Problem details >> Which lines in the material contain the string "black"? List each of those lines in full.

Data provided >>

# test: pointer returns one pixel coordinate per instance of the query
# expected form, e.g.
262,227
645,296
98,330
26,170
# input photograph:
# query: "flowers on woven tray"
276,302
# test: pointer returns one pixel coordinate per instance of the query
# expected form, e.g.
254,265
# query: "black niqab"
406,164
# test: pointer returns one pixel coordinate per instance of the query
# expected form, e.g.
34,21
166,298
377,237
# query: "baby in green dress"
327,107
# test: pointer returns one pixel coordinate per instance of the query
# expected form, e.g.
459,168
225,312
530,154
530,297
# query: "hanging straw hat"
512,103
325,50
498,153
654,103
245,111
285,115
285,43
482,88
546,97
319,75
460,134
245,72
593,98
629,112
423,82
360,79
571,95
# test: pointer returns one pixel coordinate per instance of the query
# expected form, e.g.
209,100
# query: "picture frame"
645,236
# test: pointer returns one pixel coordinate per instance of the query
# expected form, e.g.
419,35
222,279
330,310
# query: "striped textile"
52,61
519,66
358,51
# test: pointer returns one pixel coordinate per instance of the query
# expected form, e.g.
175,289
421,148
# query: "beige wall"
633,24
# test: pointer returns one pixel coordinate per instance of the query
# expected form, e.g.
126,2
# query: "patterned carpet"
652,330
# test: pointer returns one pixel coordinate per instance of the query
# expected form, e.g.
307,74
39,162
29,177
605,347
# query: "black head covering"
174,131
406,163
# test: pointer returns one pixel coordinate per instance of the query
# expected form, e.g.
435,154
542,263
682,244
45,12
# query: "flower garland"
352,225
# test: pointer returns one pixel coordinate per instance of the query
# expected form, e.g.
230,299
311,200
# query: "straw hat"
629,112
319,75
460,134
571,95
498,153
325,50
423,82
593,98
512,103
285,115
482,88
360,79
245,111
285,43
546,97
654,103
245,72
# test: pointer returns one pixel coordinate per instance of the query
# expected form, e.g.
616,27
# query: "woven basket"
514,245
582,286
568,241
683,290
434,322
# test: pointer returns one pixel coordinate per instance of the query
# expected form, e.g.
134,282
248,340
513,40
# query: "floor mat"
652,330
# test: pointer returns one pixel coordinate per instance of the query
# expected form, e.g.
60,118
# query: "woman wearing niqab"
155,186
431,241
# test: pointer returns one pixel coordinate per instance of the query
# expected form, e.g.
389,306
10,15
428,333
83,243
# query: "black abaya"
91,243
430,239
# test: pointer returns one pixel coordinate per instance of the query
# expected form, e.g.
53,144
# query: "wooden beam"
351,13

The output >>
# query: "black niqab"
# query: "black head covering"
# query: "black abaya"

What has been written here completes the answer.